## Your instructions
Rewrite the lines from the line with "Please tag the fir" up to and including the line with "column 244, row 225", changing "thickest part" to "widest part" and leaving everything else the same.

--*--

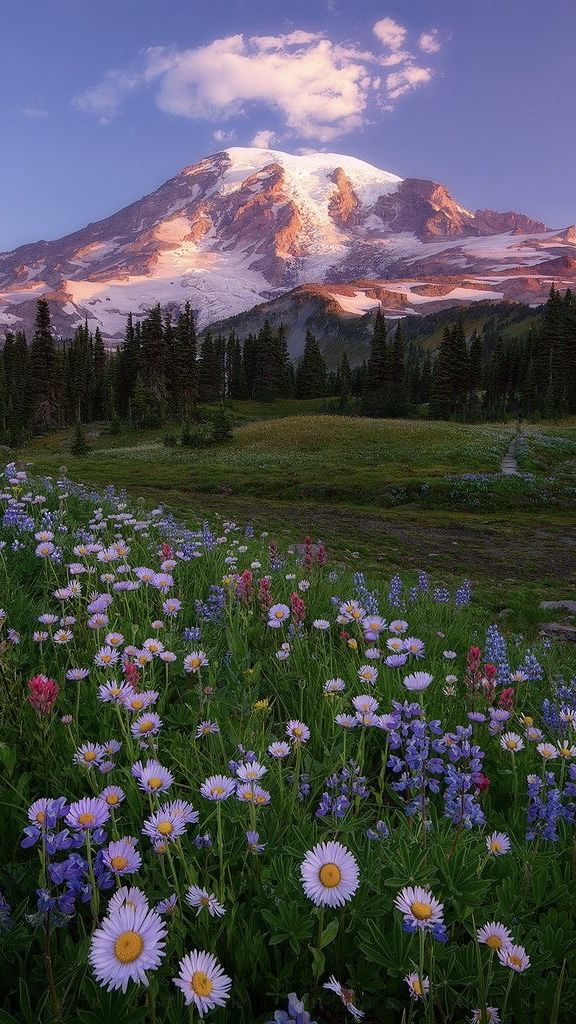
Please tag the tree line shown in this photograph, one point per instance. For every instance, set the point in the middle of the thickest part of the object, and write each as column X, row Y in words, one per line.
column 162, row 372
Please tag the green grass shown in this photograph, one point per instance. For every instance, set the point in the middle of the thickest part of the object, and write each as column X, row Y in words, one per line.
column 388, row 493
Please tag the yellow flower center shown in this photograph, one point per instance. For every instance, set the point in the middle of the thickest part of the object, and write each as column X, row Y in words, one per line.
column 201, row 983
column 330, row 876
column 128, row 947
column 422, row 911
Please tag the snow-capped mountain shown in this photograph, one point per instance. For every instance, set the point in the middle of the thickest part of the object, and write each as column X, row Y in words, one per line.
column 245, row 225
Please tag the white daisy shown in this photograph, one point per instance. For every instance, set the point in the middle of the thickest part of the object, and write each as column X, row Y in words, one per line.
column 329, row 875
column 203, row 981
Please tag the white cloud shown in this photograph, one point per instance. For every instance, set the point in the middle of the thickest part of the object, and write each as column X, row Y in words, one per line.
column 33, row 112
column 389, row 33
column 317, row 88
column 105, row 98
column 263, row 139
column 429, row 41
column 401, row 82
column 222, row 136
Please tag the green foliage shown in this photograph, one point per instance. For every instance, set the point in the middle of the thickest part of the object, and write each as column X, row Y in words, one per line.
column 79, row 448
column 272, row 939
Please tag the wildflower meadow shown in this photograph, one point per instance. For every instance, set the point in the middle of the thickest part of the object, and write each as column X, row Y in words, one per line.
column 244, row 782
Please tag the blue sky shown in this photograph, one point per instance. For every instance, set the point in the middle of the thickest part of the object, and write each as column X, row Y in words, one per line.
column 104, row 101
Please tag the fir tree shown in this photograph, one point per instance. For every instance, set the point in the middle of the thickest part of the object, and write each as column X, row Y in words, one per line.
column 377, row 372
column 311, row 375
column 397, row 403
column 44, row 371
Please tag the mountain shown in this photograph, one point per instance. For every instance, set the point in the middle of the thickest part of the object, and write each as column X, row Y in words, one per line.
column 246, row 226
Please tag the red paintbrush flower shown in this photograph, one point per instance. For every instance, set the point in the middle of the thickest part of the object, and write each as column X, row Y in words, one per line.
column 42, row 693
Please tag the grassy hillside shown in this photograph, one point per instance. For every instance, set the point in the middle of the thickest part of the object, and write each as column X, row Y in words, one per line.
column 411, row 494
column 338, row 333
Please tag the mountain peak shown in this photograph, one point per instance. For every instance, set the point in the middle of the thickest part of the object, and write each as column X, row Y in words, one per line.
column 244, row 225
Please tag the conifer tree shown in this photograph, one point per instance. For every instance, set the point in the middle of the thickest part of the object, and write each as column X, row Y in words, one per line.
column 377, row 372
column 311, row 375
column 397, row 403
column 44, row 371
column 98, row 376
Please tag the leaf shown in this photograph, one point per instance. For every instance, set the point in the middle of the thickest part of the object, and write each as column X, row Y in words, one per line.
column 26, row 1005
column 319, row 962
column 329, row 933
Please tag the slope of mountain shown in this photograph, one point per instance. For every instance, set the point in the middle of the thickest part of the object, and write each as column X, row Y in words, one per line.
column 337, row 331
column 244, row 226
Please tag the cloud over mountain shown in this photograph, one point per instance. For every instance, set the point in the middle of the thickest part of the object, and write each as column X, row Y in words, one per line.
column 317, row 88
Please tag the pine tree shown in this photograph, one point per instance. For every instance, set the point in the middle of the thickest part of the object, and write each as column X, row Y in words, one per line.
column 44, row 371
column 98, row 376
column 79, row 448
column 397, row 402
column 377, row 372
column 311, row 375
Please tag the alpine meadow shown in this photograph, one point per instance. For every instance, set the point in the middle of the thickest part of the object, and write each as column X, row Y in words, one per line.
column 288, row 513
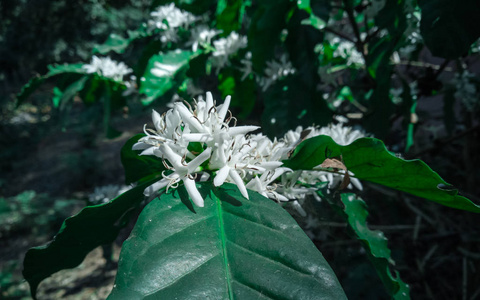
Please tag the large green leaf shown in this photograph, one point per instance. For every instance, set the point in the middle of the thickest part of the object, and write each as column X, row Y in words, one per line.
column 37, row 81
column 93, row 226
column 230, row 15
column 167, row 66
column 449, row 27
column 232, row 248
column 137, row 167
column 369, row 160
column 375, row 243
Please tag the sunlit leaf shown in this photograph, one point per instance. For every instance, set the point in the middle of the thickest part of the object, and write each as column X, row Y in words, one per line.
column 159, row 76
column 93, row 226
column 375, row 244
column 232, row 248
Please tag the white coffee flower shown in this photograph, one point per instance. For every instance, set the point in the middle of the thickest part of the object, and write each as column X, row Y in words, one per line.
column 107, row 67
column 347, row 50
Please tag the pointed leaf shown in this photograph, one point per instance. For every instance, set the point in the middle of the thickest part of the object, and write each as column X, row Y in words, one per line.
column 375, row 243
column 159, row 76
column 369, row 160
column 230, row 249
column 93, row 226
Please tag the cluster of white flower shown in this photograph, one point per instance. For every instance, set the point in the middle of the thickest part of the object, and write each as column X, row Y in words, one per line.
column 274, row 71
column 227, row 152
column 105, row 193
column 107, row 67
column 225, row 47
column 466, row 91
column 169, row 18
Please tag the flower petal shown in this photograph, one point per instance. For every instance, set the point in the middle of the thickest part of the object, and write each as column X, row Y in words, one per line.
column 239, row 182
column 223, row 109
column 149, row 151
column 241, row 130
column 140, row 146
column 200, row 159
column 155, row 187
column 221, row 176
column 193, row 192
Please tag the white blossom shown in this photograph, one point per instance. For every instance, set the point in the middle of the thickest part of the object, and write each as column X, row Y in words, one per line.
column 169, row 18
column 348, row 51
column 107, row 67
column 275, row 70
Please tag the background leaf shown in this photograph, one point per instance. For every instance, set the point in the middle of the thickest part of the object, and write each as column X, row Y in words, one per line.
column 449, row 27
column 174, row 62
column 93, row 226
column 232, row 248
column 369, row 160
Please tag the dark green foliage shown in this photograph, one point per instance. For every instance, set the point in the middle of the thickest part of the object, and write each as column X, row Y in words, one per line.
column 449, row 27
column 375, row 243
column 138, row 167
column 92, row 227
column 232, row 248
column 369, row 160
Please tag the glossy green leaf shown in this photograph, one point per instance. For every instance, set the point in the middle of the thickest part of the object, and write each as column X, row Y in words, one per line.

--*--

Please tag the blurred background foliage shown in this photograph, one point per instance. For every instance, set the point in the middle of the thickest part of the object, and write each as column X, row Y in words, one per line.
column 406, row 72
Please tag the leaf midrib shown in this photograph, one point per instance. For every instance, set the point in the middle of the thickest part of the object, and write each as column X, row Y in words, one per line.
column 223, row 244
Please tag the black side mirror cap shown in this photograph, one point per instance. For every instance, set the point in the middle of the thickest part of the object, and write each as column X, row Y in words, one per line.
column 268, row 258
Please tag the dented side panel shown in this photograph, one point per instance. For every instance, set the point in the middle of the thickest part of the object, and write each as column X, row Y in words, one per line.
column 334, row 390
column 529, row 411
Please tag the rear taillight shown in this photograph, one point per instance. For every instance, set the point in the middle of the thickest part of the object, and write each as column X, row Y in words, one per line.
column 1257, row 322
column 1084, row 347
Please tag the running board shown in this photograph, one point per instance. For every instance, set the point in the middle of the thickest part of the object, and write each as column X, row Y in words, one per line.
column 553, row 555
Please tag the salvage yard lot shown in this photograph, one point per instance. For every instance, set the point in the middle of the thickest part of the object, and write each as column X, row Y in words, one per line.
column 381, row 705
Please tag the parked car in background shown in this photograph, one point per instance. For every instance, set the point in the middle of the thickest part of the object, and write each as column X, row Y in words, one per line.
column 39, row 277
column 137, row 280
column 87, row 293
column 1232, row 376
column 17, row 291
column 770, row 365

--*--

## Finished answer
Please tag the fir tree shown in this photograph, one point per instance. For every instance, set the point in the middle of the widest part of the object, and write each as column X, row Y in words, one per line.
column 377, row 372
column 311, row 375
column 397, row 403
column 44, row 371
Please tag the mountain shown in this photograph, one point per instance. For every instance, set the point in the middle of the widest part of the object, and write each as column X, row Y in words, one per line.
column 246, row 226
Please tag the red paintbrush flower shown in this photograph, one point per instance. For every instance, set the point in the middle of the widest part of the object, and write each as column X, row Y in words, one per line.
column 42, row 693
Please tag the grassy hillside shown in this photograph, one point per instance. For every instance, set the point in the middle of the widest part of the object, and write each as column X, row Y in words, one per line.
column 411, row 494
column 338, row 333
Please tag the mountain peak shown in this photograph, one point per instance. For every instance, set the point in the middle of the widest part of the object, and write each as column X, row Y in words, one per line.
column 244, row 225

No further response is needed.